(Phrase grounding data)
BEGIN

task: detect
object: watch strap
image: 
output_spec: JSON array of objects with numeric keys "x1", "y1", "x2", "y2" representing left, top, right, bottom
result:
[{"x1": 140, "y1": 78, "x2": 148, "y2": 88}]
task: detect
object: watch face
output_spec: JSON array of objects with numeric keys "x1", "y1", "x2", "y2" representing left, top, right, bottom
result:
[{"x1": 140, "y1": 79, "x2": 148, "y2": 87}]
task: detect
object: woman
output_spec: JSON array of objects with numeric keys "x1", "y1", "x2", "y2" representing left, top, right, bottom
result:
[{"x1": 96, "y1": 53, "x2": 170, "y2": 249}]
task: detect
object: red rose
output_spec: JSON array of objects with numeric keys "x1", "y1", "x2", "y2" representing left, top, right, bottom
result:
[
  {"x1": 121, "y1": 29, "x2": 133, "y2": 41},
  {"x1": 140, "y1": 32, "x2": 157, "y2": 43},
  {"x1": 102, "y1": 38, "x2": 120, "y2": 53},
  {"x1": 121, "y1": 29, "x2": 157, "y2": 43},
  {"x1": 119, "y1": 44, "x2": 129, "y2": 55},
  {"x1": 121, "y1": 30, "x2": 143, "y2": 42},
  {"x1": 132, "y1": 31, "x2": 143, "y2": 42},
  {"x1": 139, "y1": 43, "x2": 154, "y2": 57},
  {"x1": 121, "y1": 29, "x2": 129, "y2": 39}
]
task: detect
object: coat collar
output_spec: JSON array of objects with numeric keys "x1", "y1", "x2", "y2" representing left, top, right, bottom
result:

END

WORK ORDER
Give back the data exactly.

ANSWER TO THIS EXERCISE
task: detect
object: watch strap
image: 
output_spec: JSON array of objects with numeric keys "x1", "y1", "x2", "y2" representing left, top, right, bottom
result:
[{"x1": 140, "y1": 78, "x2": 148, "y2": 88}]
task: detect
object: watch face
output_spec: JSON array of objects with numeric keys "x1", "y1", "x2", "y2" representing left, top, right, bottom
result:
[{"x1": 140, "y1": 79, "x2": 148, "y2": 87}]
task: detect
object: woman
output_spec: JSON array of objects with numeric keys "x1", "y1", "x2", "y2" representing left, top, right, bottom
result:
[{"x1": 96, "y1": 53, "x2": 170, "y2": 249}]
task: detect
object: red rose
output_spec: JSON array of objects with numeric keys "x1", "y1", "x2", "y2" representing left, top, right, bottom
result:
[
  {"x1": 121, "y1": 29, "x2": 133, "y2": 41},
  {"x1": 140, "y1": 32, "x2": 157, "y2": 43},
  {"x1": 102, "y1": 38, "x2": 120, "y2": 53},
  {"x1": 121, "y1": 29, "x2": 157, "y2": 43},
  {"x1": 119, "y1": 44, "x2": 129, "y2": 55},
  {"x1": 121, "y1": 30, "x2": 143, "y2": 42},
  {"x1": 132, "y1": 31, "x2": 143, "y2": 42},
  {"x1": 139, "y1": 43, "x2": 154, "y2": 57},
  {"x1": 121, "y1": 29, "x2": 129, "y2": 39}
]
task: detect
object: coat collar
output_spec: JSON array of objects with numeric keys "x1", "y1", "x2", "y2" representing left, top, right, bottom
result:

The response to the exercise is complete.